Ioannis Kokkoris, Jul 26, 2013

CPI Europe Column edited by Anna Tzanaki (Competition Policy International) presents:

A New Episode in the Stock Exchange Mergers Saga: Intercontinental Exchange (ICE)/New York Stock Exchange (NYSE) by Professor Ioannis Kokkoris (Center for Commercial Law and Financial Regulation)

 

Intro by Anna Tzanaki (Competition Policy International)

In our July issue for the CPI Europe Column, Ioannis Kokkoris provides an account of stock exchanges mergers of recent years leading to the most recent ICE/NYSE Euronext combination. A few weeks back, the EU Commission announced its decision to unconditionally clear the deal. This is obviously a significant step forward in completing a compelling combination, said NYSE Euronext’s CEO, as final approvals by US and other national regulators necessary to close transaction are still pending. Indeed, with this acquisition ICE is to gain control of London-based Liffe, Europe’s second-largest derivatives market and will integrate clearing and trading services becoming the No.3 exchange group globally. The article provides useful background on the markets investigated and an overview of the Commission’s analysis finding no competition concerns as the parties to the deal do not pose direct or potential competitive constraints on each other.

Following UK regulators’ decision to appoint NYSE Euronext to succeed the BBA and take over the running of Libor to restore its credibility, these seem interesting times in Europe. We hope you enjoy this month’s Europe Column!

Stock markets across the globe have been the subject of merger discussions following pressure to cut costs and become more competitive. Institutional changes were common in stock exchanges in Europe in the last two decades. There were: (1) several mergers and acquisitions; and, (2) changes in the ownership structures, trading systems, number of quoted companies, as well as extension of trading hours. Stock exchanges have merged with derivative exchanges (e.g. Euronext and Liffe), stock exchanges have merged with settlement operators (e.g. Deutsche Börse and Clearstream). Mergers that focus on combining different geographic markets, aim at exploiting economies of scale in trading. Mergers that combine different product activities, aim at providing a more complete range of financial services to customers.1

Regulatory amendments coming into force over the next two years will make tens of trillions worth of derivatives go through clearing houses. Exchanges that can clear over-the-counter (“OTC”) derivatives alongside listed products are expected to be the biggest winners. That puts ICE squarely on a collision course with US behemoth CME Group, which controls the vast majority of the US futures market, and is already a major OTC clearer. In Europe, ICE already competes with Deutsche Börse’s Eurex Clearing in credit derivatives clearing. The possible future addition of an OTC interest rates clearing business in time to complement Liffe’s interest rate futures franchise could bring it into competition with both Eurex Clearing and LCH.Clearnet. Offering Liffe a ready-made clearing house could also rejuvenate its franchise and give it greater control over product development, at a time when upstart rivals are looking to build products that compete with its core interest rate futures.

WRITTEN TASK 1: According to the column, why did the EU Commission find no competition concerns in the ICE/NYSE Euronext deal?
WRITTEN TASK 2: In the column, swap "Libor" for "Euribor" in the passage starting at "Following UK regulators’" and ending at "month’s Europe Column!", and give that passage again.

Rows from a pointing dataset
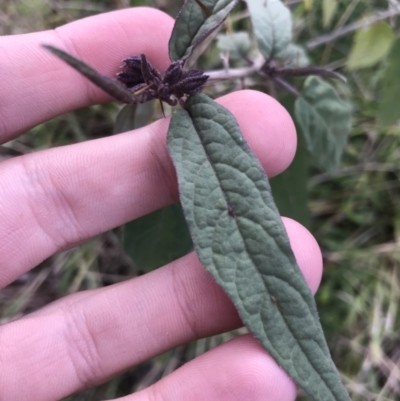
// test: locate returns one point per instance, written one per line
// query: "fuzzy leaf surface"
(158, 238)
(196, 20)
(237, 44)
(371, 45)
(240, 239)
(325, 120)
(272, 26)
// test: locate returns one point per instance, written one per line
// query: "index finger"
(36, 86)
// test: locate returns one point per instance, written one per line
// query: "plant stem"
(352, 27)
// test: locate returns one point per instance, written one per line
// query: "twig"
(232, 73)
(352, 27)
(285, 85)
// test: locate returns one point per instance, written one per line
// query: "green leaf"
(193, 24)
(294, 56)
(329, 8)
(272, 26)
(389, 102)
(157, 238)
(370, 46)
(133, 116)
(240, 239)
(325, 121)
(161, 236)
(110, 86)
(236, 44)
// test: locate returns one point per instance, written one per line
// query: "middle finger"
(53, 199)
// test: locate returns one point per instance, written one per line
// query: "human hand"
(53, 199)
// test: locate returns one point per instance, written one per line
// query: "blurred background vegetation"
(355, 215)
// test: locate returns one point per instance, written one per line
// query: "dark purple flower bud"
(150, 73)
(173, 73)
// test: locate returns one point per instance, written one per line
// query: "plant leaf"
(272, 26)
(236, 44)
(110, 86)
(329, 8)
(240, 239)
(161, 236)
(325, 121)
(371, 45)
(193, 24)
(389, 109)
(294, 56)
(157, 238)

EXERCISE RESULT 1: The Commission found no competition concerns because the parties to the deal do not pose direct or potential competitive constraints on each other.

EXERCISE RESULT 2:
Following UK regulators’ decision to appoint NYSE Euronext to succeed the BBA and take over the running of Euribor to restore its credibility, these seem interesting times in Europe. We hope you enjoy this month’s Europe Column!